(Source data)

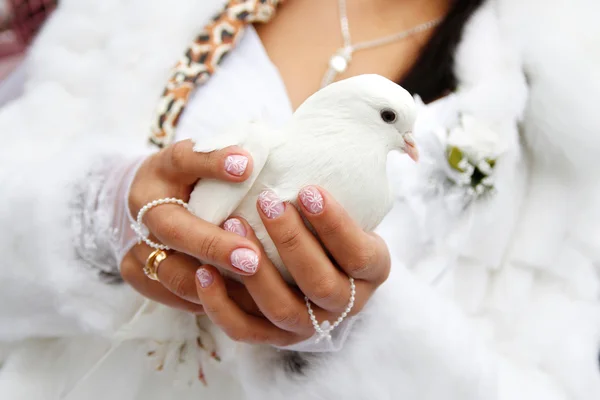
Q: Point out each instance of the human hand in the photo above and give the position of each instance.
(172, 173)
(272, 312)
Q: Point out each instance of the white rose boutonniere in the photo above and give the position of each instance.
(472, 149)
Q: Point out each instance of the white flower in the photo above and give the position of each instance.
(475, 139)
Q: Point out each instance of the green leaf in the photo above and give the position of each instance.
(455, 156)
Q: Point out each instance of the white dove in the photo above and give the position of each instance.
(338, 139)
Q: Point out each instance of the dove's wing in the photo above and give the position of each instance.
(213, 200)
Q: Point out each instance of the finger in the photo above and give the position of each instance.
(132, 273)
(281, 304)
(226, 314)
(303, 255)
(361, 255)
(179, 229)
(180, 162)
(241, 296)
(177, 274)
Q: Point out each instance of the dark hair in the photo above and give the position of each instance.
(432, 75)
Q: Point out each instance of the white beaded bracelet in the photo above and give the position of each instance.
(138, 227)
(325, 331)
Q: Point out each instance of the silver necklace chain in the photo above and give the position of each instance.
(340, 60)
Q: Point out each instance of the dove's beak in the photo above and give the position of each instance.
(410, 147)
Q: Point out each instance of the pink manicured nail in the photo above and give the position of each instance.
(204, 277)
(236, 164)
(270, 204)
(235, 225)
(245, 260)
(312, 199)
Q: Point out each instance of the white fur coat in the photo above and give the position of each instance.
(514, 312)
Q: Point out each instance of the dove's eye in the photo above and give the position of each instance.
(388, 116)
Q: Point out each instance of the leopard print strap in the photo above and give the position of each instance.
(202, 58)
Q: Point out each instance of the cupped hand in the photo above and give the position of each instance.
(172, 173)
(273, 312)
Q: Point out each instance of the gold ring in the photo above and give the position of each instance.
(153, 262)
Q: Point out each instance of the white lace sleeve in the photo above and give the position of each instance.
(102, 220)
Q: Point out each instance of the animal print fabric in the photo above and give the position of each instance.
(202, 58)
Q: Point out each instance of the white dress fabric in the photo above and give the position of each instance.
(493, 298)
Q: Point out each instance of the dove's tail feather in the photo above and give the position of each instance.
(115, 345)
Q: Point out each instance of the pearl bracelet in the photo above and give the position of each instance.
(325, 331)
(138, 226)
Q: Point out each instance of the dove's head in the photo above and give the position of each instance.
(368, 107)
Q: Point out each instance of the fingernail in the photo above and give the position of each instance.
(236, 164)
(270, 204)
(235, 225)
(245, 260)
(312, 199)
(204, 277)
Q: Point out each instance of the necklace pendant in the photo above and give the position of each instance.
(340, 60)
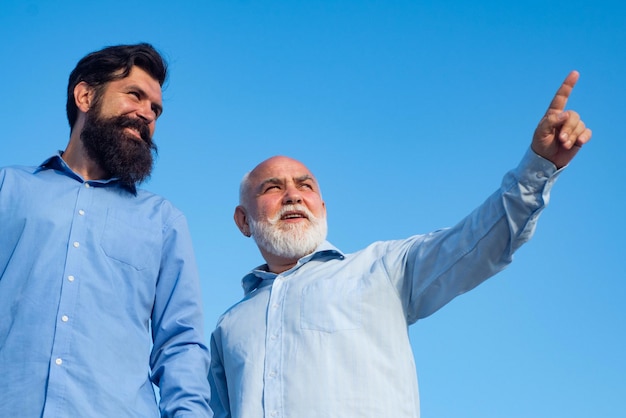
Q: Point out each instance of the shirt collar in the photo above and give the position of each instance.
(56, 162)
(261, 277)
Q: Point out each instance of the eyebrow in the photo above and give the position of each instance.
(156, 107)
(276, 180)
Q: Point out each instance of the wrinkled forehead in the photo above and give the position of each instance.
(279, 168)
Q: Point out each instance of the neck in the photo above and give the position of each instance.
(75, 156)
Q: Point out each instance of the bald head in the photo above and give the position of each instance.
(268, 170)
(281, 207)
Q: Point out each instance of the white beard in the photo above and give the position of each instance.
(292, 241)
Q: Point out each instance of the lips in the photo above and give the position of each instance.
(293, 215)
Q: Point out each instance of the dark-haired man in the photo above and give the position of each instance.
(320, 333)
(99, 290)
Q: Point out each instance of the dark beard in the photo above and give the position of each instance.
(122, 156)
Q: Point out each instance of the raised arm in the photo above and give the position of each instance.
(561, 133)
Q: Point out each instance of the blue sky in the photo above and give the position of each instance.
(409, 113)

- Exercise description -
Format the lines above as a numbered list, starting at the line containing "Q: Point out each instance of the dark beard" and running through the last of the rows, inclusive. Leave out any blank lines.

- Final result -
1. Q: Point out each instance of the dark beard in the photo above and give the position of each instance.
2. (122, 156)
3. Q: Point out each instance of the raised arm in the photo above and give the position of each instance.
4. (561, 133)
5. Q: Point out each instance of the blue sky in the photo above and give the position of each instance.
6. (409, 113)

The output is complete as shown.